→ **DESCRIPTION OF THE TASK**:
Can you format everything in the records from the line containing "the stone statue" down to the line containing "Target: stone statue of jesus", both included, as a Markdown table with the columns Row and Line, leaving out any blank lines?

□ □ □ □ □

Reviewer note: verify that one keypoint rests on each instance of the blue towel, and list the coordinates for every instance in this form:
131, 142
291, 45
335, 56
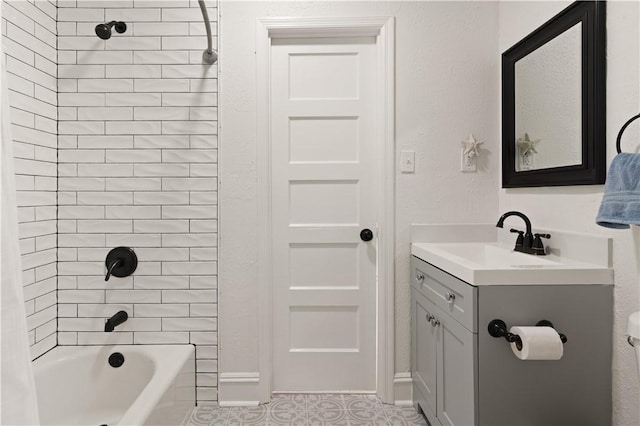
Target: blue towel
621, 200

□ □ □ □ □

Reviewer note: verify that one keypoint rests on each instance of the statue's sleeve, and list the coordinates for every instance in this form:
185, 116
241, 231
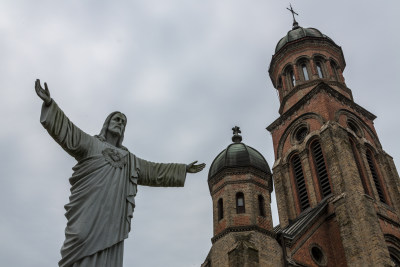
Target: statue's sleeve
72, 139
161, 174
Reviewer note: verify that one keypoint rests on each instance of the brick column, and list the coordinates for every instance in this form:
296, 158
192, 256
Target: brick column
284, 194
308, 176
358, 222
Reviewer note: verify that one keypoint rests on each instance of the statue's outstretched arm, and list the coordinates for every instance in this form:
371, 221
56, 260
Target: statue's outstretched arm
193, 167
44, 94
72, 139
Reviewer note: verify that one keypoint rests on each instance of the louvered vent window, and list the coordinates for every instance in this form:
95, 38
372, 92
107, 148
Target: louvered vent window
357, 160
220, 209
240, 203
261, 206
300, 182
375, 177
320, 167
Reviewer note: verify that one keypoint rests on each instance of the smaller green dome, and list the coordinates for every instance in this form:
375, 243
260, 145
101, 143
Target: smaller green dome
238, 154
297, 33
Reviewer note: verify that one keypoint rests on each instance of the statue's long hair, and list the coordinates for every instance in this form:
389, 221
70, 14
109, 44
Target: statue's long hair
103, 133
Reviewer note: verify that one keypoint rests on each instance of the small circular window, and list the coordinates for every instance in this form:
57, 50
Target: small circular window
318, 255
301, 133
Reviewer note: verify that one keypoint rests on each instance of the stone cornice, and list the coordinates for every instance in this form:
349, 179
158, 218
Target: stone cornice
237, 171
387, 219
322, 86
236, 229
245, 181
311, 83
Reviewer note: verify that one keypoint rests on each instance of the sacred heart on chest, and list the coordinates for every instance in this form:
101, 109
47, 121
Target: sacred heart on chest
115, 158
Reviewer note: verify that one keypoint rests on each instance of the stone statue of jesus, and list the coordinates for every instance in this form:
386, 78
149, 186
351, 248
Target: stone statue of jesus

□ □ □ □ □

→ **ANSWER TO THIS EXERCISE**:
| Row | Line |
|---|---|
| 1 | Reviewer note: verify that one keypoint rests on each instance of the stone statue of jesus, and list the coordinates for every instance in this form: |
| 2 | 386, 78 |
| 3 | 149, 186 |
| 4 | 351, 248 |
| 5 | Target: stone statue of jesus |